-- START RECORDS SUPPLIED --
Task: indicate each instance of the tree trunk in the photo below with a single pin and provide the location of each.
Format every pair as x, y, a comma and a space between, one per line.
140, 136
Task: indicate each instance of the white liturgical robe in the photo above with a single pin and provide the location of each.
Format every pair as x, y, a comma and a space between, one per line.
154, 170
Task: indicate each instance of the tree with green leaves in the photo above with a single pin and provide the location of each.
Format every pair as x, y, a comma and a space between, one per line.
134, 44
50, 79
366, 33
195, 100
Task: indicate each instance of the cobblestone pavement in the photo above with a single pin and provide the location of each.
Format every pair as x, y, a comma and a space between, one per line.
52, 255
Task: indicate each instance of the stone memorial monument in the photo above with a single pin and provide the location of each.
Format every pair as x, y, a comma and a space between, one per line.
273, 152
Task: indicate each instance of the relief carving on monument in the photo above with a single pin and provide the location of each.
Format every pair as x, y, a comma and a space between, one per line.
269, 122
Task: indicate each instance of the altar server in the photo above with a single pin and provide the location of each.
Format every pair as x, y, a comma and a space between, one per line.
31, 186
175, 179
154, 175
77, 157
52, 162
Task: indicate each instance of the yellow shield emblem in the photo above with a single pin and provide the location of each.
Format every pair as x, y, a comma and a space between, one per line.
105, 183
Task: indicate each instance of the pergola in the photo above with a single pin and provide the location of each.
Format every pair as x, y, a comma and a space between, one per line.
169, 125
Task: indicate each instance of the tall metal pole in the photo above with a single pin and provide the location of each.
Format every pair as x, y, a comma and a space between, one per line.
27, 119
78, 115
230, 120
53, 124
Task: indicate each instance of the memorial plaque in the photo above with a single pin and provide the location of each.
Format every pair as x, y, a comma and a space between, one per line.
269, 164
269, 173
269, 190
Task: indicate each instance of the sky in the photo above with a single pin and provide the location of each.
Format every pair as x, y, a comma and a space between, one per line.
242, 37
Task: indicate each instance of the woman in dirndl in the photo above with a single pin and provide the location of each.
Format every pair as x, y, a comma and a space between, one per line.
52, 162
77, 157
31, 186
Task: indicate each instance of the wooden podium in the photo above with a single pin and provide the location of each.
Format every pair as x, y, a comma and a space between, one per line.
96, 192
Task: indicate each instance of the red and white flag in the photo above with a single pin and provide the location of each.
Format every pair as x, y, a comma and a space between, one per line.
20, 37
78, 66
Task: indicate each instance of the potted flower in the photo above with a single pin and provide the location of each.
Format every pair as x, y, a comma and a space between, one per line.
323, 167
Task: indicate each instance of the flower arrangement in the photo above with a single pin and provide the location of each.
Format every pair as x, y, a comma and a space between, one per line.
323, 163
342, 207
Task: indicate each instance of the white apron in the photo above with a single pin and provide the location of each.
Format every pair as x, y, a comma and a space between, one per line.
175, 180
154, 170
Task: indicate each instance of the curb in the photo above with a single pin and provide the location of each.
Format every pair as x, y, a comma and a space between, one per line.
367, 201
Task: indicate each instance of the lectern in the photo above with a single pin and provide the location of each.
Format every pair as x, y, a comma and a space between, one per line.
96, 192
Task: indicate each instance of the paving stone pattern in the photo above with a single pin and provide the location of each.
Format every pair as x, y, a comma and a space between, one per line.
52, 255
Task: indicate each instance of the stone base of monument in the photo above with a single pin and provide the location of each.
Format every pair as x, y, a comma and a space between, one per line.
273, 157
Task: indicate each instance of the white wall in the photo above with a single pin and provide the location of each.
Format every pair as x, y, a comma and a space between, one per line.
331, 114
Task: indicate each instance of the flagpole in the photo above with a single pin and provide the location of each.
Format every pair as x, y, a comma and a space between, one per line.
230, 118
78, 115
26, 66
-- END RECORDS SUPPLIED --
WRITTEN EXERCISE. Quote every entry exactly.

FINAL RESULT.
Task: indicate each instance of the tree trunk in the photo below with a single pin and provide the location of each.
Format every pair as x, y, a comma and a space between, one per line.
140, 136
Task: indicate each instance of the white liturgical robe in the photo above with a single pin and provide the location of each.
Format every pair as x, y, a comma and a space between, one per line.
154, 170
Task: indicate each instance of the tree with green leaves in the photo above with a single pin and provide the location of each.
Format every pair as x, y, a comma and a space between, one per line.
134, 44
50, 79
366, 33
195, 100
Task: indicate each instance of the cobblestone pavement in the photo above with a single pin and provide the location of each.
Format every pair as x, y, a comma and a space between, one per line.
52, 255
Task: indicate each instance of the stone memorial monument in the photo above with a single pin and provide the location of each.
Format every pair as x, y, a comma and a space between, one per line.
273, 152
Task: indicate each instance of the relief carving on monument in the photo above with a single pin and provide the location of each.
Format every pair as x, y, a comma and a space between, one per line.
269, 122
Task: indicate each instance of the altar server in the photo above with a single pin and provide the location of each.
Format every pair as x, y, a comma and a space between, one per line.
31, 186
175, 179
154, 175
77, 157
52, 162
Task: indicate each instance of the yellow shield emblem in the photo above with a single pin and provide the location of each.
Format every pair as x, y, a comma and a space between, one per line.
105, 183
Task: indicate each instance of the pergola in the photo above with a single pin and provide the location of each.
Format every pair as x, y, a comma and a space between, one per line.
169, 125
Task: indicate each instance of the tall metal pole in the photo above with a single pin and provide the location of each.
Format every pair as x, y, a comma and a space between, one per line.
27, 119
78, 115
230, 120
53, 124
Task: indicate each instance of the memorial plaque in the photo above with a single pin and provide the location of each.
Format every pair as x, y, a comma and a space between, one per line.
269, 164
269, 173
269, 190
Task: indicate each instance of the sky in the photo above with a single pin and provide the location of each.
Format every pair as x, y, a comma and a space between, one per line.
242, 37
Task: indicate each instance of the woman in dirndl in the photo above with a single pin and provide the location of each.
Format every pair as x, y, a comma and a space between, one per line.
52, 162
77, 157
31, 186
Task: indicate each instance of the wooden podium in the photo above with a single pin and provide the location of each.
Format every pair as x, y, a comma and a space between, one per line.
96, 192
Task: indicate each instance of the red and white flag in the photo above with a single pin and provide the location of each.
Format every pair as x, y, a comma and a space between, one per line.
20, 37
78, 66
Task: indicate each instance of the potted flower in the photo above with a single pin and provide the location of each.
Format every pair as x, y, a comma and a space between, one per line.
323, 167
Task: indicate each instance of the flower arrangement in the photo above with a single pin and provide the location of each.
Format every pair as x, y, a comma and a space between, one per line.
323, 163
342, 207
Task: indicate each instance of the white apron in the photo above with a single pin and provide the location of each.
Format every pair as x, y, a comma and a space between, one per line.
175, 180
154, 170
Task: indicate each instance of the curb in the photo above with a single pin and provide the location of each.
Format every pair as x, y, a comma and a space between, one per line.
367, 201
Task: indicate each instance of the lectern in the photo above with a single pin and provide the location of each.
Format every pair as x, y, a comma and a space between, one per line.
96, 192
Task: indicate each instance of the paving stone pattern in the photo above with a single pin and provide the location of each.
Format every pair as x, y, a comma and a space between, one per line.
52, 255
Task: indicate each instance of the stone base of monument in the photo above with a single pin and provide the location of each.
Format every pair as x, y, a comma and a space between, one per line.
273, 157
Task: indicate each instance of the white wall in the photo above with a single pin and provide the location of each.
Format every pair as x, y, a comma and a space between, one per line.
331, 114
Task: indicate each instance of the flagpole in the photo above with a single pin and provide the location of each.
Format every pair as x, y, a comma and a space between, one per line.
230, 118
78, 115
26, 66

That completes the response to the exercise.